Work to complete =
a – Reproduce a portion of the passage on the making of the song "Hope rose high": begin at the words "We're using the", and stop after the words "carrying the song.".
b – Resume the passage on the making of the song "Hope rose high", picking up immediately after its final sentence.

Passage to read =

Cast your votes for this song and others here. Requests for use of the material on or linked from this page should be sent to Tom Collins.

Brentry's song "Hope rose high" and some visuals will appear here when all resources are loaded.

We're using the song to raise money for the International Rescue Committee and NHS Charities Together, to assist the IRC in helping the most vulnerable people in the world to cope with COVID-19 and its impact, and to show our sincere gratitude to frontline NHS staff here in the UK.

Brentry's song "Hope rose high" is available from the ethical streaming platform Ujo Music. We'd prefer you listen to it there rather than the usual streaming services who are also carrying the song.

About the song

"Hope rose high" was written in a short space of time – over the weekend of Saturday 21st March, 2020, when there was a last-minute change to our team membership for the AI Song Contest. The human contributors were as follows.

The section below called Background contains the timeline of the entire project.

The song was made from four-bar AI-generated melodies, chords, and drums, generated by Tom's MAIA Markov algorithm. The main musical input was a dataset of 200 previous Eurovision songs, in simplified MIDI arrangements, provided by the Dutch broadcaster and competition organiser VPRO. VPRO asked teams not to release the dataset. To increase the transparency and ensure the replicability of this work, you can find analytical representations calculated by my algorithm behind the Play with MAIA Markov section and available for download from the Replicability section.

Nancy took, tweaked, and wove the four-bar generated passages into a "modern power ballad". The lyrics are also AI-generated, from theselyricsdonotexist.com (TLDNE). If you have little or no idea what some of them mean, join the club! Given the current global situation, we did specify a topic of "hope", and have tried to tease out that message from the generated lyrics. Tom wrote the bass line because he felt like it was more-or-less implied by the melodies and chords that Nancy had selected, and arranged the song in a digital audio workstation.

In short, the starting material is almost all AI, but the combination of these materials and the instrumentation has been determined/created by humans. The timeline in the background section contains some save-as files, so you can hear how the song developed. There are also sections on playing with the AI and more details on the algorithm. Immediately below, I (Tom) explore how the musical AI outputs have been incorporated into the song.

The main riff and verse melody of the song are instances of "Fennel", from the list of melodies (Melody I/O) generated by the MAIA Markov algorithm.

Main riff
Fennel passage

The pre-chorus melody of the song is "Juniper", from the same list.

The chorus melody of the song is "Thistle" (same list). It's not actually a melody – I think there were ten or so items in the dataset provided by the Dutch broadcaster VPRO where the tracks weren't separated properly, creating a polyphonic subspace in the whole melody space.

Stored data =
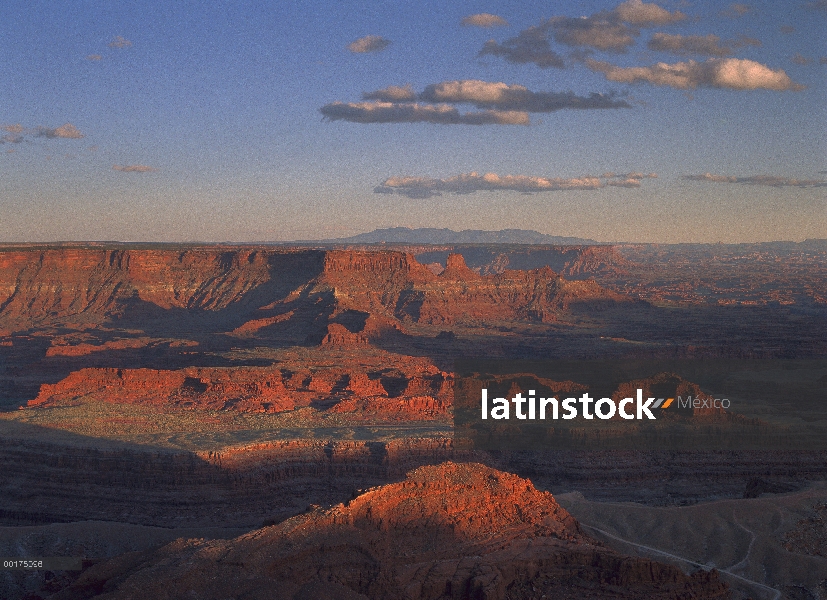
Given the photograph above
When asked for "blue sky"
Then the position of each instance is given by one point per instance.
(255, 121)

Results of the exercise =
a –
We're using the song to raise money for the International Rescue Committee and NHS Charities Together, to assist the IRC in helping the most vulnerable people in the world to cope with COVID-19 and its impact, and to show our sincere gratitude to frontline NHS staff here in the UK.

Brentry's song "Hope rose high" is available from the ethical streaming platform Ujo Music. We'd prefer you listen to it there rather than the usual streaming services who are also carrying the song.

b –
The bridge of the song is from the list of chord sequences (Chords I/O) generated by the MAIA Markov algorithm.

The drums are "Silicon" (intro, verse), "Sulfur" (pre-chorus), and "Magnesium" (chorus) from the list of drum beats (Percussion I/O), again from the MAIA Markov algorithm.

The diagram below is called a pendular graph. It's a method we developed to visualise the hierarchical repetitive structure of music (see Nikrang, Collins, & Widmer, 2014 and also Deutch & Feroe, 1981 for more details). On laptop or desktop, you should be able to click on the various nodes to explore the music referred to by the letter names.

Pendular graph depicting structure of song F1 F2 F3 J1 T1 X1 F4 F5 F6 J2 T2 X2 L1 L2 T3 X3 V1 C1 V2 C2 C3 U1 U2

In the diagram, "F" stands for use of the "Fennel" passage, "J" for "Juniper", "T" for "Thistle", and "L" for "Lion". Above this lowest level are slightly longer sections: "V" stands for verse, consisting of two lots of "Fennel"; "C" stands for chorus, which consists of "Thistle" plus three more bars we had to write ourselves (labelled "X"). On the highest structural level, we see "F1", "V1", and "C1" combine to make a larger section "U1" that repeats as "U2".

Play with MAIA Markov

You can use the inputs below to play with the MAIA Markov algorithm that we used to generate raw musical materials for this project. If you arrived here from a shared link, just wait for the play button below to become available and then you can try out whatever someone wanted you to hear! If you're starting from scratch:

  1. Using the "Generate..." menu, choose whether you want a melody, chords, bass, or percussion;
  2. Enter some text (alphanumeric characters only), which will be used to seed the random number generator. If you use the same text again, or one of the seed words we used, like "Fennel", you'll get exactly the same output, which is useful from the point of view of replicable results);
  3. Hit play to hear what the algorithm generated.
  4. Share results (good or bad!) with friends using the share icon (), which copies a link to the clipboard.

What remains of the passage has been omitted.